**** BRANO ESTRATTO ****
L’inflazione, di cui alcune politiche del Presidente Joe Biden sono state anche responsabili, non è stata comunque argomento delle appena concluse elezioni di Midterm, vista la mancata “onda rossa” repubblicana tanto attesa e, al contrario, la tenuta dei Democratici. Risultati che hanno alleviato, oltretutto, i timori di possibili nuove turbolenze transatlantiche e garantito sulla salute della democrazia americana, almeno per ora.

Il timore del ritorno di Donald Trump, infatti, preoccupa i governanti europei fin dall’insediamento di Joe Biden, quindi sapere che il tycoon potrebbe aver perso almeno parte della sua influenza nel Partito Repubblicano non può che essere una buona notizia al di qua dell’Atlantico.

A questo punto la situazione americana vede: da una parte, nessuna sconfitta dei Democratici nonostante i sondaggi vedano il Presidente in carica perdere il suo appeal nei confronti degli elettori. Dall’altra, Donald Trump che ha detto che si ricandiderà, ma visto il risultato alle Midterm, anche il suo establishment ha accolto la candidatura con molto distacco. 

Previsioni elettorali? Impossibili

Quindi che succede? 

«Se la domanda intende riferirsi a cosa si può prevedere per il 2024, posso dire subito che due anni per la politica americana sono un periodo di tempo molto lungo in cui può succedere davvero di tutto. Tornando alla situazione che si è venuta a creare, è chiaro che le due situazioni sono strettamente collegate. Infatti, quel che succederà in campo repubblicano condizionerà moltissimo la parte democratica anche per quanto riguarda la candidatura di Biden. Ci sono sicuramente dei possibili sfidanti che possono scendere in campo per prendere il posto del Presidente, anche perché la questione età bisogna considerarla, visto che Biden ha 80 anni e ne avrebbe 82 anni al momento di ricandidarsi. Ma a parte questo, sono soprattutto i sondaggi che non parlano troppo bene. Detto questo, andrà comunque monitorata la situazione in campo Democratico, visto che in ogni caso Biden ha dalla sua il fatto di aver battuto Trump e di poter sostenere di rivincere scendendo in campo nuovamente. La mia sensazione è che lui si sia tenuto una porta aperta e che prenderà una decisione con l’inizio del nuovo anno. L’ipotesi di non ricandidarsi è reale, quello che mi pare più problematico è indicare qualcun altro di interessante. Sicuramente andrebbero fatte delle primarie, perché anche gli indici di gradimento del Vice Presidente Kamala Harris sono particolarmente bassi».
**** VOCI ****
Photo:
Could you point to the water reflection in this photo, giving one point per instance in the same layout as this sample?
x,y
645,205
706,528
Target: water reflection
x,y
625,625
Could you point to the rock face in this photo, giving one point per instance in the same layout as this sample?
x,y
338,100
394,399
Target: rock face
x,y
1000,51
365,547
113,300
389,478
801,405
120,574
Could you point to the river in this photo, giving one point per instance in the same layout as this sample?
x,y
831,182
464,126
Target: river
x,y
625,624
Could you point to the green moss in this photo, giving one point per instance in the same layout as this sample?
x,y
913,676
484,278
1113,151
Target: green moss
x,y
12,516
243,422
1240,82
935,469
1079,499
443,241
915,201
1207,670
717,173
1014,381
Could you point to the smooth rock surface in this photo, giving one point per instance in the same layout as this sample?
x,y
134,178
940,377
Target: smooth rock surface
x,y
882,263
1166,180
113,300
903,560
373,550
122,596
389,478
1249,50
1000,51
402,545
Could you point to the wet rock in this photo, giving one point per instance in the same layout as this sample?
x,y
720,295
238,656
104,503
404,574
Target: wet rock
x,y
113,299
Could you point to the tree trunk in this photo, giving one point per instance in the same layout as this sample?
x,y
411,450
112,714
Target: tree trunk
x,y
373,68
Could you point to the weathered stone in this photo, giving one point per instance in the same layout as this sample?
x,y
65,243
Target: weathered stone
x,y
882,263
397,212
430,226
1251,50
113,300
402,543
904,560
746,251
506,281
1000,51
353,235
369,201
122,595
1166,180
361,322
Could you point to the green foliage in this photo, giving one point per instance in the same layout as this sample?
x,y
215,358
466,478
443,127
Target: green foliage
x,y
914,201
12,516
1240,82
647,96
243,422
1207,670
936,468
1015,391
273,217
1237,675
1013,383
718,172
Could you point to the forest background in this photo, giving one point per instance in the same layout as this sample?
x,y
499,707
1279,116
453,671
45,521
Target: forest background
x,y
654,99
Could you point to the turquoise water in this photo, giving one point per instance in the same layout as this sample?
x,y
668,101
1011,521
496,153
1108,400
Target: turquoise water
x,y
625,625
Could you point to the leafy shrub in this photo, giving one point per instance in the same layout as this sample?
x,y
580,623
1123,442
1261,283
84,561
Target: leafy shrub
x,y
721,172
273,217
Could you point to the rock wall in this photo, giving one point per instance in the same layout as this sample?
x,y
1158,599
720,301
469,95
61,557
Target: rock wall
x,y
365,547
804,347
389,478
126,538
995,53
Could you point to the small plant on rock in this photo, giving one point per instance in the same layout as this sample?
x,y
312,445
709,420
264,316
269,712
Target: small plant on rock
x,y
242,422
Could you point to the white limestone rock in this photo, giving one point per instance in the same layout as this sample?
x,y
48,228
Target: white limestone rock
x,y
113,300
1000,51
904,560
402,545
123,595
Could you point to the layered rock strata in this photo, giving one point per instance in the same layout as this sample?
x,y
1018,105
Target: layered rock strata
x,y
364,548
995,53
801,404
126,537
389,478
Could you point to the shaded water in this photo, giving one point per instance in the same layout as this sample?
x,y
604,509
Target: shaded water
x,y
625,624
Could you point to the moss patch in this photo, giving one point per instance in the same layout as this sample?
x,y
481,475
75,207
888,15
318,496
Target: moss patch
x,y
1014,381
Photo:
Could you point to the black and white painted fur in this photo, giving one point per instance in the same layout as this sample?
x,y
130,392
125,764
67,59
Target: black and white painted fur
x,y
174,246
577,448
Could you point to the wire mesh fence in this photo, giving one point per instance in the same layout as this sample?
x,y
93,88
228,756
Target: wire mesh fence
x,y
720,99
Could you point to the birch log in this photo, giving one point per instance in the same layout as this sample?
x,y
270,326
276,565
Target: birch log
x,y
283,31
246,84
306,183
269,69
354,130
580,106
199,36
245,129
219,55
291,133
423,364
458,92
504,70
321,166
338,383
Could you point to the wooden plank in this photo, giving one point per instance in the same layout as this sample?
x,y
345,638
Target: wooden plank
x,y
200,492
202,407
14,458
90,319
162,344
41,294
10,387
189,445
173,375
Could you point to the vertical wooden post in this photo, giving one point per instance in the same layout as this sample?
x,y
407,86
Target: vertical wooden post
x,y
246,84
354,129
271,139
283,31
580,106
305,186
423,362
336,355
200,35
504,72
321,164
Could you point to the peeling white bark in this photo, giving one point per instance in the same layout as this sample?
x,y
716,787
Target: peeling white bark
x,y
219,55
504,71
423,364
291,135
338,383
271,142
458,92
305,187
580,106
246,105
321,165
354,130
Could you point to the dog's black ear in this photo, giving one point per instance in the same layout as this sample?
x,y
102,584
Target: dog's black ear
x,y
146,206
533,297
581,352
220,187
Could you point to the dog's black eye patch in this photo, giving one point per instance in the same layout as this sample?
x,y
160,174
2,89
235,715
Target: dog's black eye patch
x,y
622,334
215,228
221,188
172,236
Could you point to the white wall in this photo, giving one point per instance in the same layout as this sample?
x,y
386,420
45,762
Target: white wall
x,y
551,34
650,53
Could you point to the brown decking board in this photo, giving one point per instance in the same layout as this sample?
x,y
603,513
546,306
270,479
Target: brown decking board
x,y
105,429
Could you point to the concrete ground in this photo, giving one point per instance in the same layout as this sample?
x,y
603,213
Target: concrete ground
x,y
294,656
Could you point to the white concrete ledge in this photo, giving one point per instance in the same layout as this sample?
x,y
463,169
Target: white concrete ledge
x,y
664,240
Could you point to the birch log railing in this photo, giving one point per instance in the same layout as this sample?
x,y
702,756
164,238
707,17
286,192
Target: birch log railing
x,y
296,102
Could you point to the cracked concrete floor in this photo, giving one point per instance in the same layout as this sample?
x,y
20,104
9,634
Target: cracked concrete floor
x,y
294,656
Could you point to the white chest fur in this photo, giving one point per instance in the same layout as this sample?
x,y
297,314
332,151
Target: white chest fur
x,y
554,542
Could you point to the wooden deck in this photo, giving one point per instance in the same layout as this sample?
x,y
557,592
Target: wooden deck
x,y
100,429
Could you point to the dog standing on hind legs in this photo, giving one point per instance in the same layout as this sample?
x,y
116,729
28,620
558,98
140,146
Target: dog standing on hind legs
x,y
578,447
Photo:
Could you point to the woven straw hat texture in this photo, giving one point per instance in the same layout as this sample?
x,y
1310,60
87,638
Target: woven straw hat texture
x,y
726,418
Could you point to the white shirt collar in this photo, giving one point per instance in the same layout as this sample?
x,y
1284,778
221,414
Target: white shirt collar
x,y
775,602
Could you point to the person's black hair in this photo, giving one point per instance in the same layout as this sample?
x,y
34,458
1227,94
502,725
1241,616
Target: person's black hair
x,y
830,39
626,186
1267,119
****
**COMPITO ASSEGNATO 1**
Trascriva fedelmente il tratto del brano sulle elezioni di Midterm che va da "L’inflazione, di cui" fino a "almeno per ora.".
**COMPITO ASSEGNATO 2**
Secondo il brano sulle elezioni di Midterm, quanti anni ha Joe Biden?

**RISPOSTA 1**
L’inflazione, di cui alcune politiche del Presidente Joe Biden sono state anche responsabili, non è stata comunque argomento delle appena concluse elezioni di Midterm, vista la mancata “onda rossa” repubblicana tanto attesa e, al contrario, la tenuta dei Democratici. Risultati che hanno alleviato, oltretutto, i timori di possibili nuove turbolenze transatlantiche e garantito sulla salute della democrazia americana, almeno per ora.

**RISPOSTA 2**
Joe Biden ha 80 anni.